### EXTRACTED TEXT
+++

That looks like an integral shank chuck to me; they do not have a removable collar. If you push the arbor in and it seats, then the issue is that the drawbar is too long. You can cut the end of the arbor and the bar will still be too long and there will still be slack. Most drawbars thread into the R8 collet way more than is needed for maximum strength anyway so cutting of 1/4" off the end of the drawbar should not be a big thing.

Well, that's what I think, anyway!  

Edit:  Ah, Tony, great minds think alike!


----------



## tq60 (Aug 17, 2017)

Place hands in pocket...

Consider placing a large bolt or 1/2 round stock in a lathe.

Next place chuck on stock as if loading it into the chuck.

Use tail stock to support end of arbor.

Now use lathe to cut off end of arbor.

Remove hands from pocket as you should be past the duh moment where you slap your forehead.

+++

### MATERIAL PROVIDED
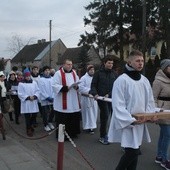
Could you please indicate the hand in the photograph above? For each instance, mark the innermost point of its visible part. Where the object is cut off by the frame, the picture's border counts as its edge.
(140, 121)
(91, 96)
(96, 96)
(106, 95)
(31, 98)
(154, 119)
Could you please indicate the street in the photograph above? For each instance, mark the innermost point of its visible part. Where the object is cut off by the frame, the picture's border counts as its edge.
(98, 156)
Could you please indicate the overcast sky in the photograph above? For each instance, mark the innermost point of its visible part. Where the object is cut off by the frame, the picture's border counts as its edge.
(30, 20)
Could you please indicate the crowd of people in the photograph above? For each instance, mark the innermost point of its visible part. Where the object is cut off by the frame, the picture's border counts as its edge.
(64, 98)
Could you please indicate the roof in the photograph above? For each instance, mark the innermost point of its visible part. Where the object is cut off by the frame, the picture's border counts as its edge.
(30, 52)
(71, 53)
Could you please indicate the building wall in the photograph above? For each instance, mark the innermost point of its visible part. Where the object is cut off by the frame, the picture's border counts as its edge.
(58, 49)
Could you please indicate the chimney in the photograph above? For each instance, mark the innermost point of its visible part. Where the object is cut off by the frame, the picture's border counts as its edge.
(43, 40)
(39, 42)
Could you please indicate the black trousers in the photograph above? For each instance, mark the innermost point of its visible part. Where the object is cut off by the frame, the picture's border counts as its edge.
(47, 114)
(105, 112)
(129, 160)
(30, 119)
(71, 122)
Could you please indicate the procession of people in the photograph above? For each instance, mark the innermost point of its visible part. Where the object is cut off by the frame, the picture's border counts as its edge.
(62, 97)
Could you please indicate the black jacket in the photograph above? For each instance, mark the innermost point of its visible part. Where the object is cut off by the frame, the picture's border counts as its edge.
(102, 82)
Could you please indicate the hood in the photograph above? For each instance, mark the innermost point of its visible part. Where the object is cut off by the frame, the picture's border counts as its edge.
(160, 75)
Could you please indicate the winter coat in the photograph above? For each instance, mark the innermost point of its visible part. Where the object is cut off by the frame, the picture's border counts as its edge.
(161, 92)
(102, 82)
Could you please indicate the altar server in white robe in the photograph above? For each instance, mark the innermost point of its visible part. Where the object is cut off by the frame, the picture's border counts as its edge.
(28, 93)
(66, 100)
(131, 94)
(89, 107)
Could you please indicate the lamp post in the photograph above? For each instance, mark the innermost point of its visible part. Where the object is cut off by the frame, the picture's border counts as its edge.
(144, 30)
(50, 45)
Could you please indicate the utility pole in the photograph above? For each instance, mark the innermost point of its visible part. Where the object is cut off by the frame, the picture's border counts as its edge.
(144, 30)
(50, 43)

+++

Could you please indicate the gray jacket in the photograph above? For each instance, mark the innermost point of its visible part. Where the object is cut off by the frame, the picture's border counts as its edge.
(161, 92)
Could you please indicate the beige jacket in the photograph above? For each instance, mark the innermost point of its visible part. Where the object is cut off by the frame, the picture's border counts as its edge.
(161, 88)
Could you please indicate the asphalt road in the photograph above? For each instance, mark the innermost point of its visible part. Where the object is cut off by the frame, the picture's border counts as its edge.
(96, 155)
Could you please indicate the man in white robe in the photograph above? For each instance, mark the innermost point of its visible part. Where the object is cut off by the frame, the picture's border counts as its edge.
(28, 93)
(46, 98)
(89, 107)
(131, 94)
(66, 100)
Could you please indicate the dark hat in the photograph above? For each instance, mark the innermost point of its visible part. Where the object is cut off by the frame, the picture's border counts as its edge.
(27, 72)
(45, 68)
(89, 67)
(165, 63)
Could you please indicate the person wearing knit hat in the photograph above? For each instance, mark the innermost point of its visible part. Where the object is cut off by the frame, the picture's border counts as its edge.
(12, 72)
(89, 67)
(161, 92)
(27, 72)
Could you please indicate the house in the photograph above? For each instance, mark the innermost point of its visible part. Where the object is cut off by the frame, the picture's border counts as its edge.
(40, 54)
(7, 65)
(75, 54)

+++

### TASK REQUIREMENTS
A – In the forum thread about the chuck arbor and drawbar, do these statements agree with the text? Answer yes or no for each, quoting the words that decide it: (i) The first post says an integral shank chuck has a removable collar. (ii) The post by tq60 says to use the tail stock to support the end of the arbor. (iii) The first post says most drawbars thread into the R8 collet less than is needed for maximum strength.
B – Write the next part of the forum thread about the chuck arbor and drawbar, beginning after its final sentence.

### ANSWERS PROVIDED
A –
(i) No: "they do not have a removable collar."
(ii) Yes: "Use tail stock to support end of arbor."
(iii) No: "Most drawbars thread into the R8 collet way more than is needed for maximum strength anyway"

B –
Sent from my SAMSUNG-SGH-I337Z using Tapatalk


----------



## Flyrod (Aug 17, 2017)

thanks guys

I will:

1. push the shank in without the drawbar in to see if it fits
2. assuming it does, i will start measuring and photographing the drawbar and circle back

the set up currently includes a spacer ... so maybe the answer is another ... or shortening the drawbar

with your assistance we'll figure it out

thanks!

PS: Will, that albrecht with the integrated r8 is a thing of beauty - to me, it seems like the guy never used it...like new condition - i agree that it will be a shame to hack it up...i am hopeful we can avoid this


----------



## Flyrod (Aug 17, 2017)

tq60 said:


> Place hands in pocket...
> 
> Consider placing a large bolt or 1/2 round stock in a lathe.
> 
> ...



TQ: from what others are saying, shortening the arbor will not fix the problem?? this actually confuses me because the r8 collets that fit are shorter...so to me, you get to the bottom (top?) of the collet quicker and it is therefore tight by virtue of being shorter...but i am a newbie and greater minds disagree...


----------



## darkzero (Aug 17, 2017)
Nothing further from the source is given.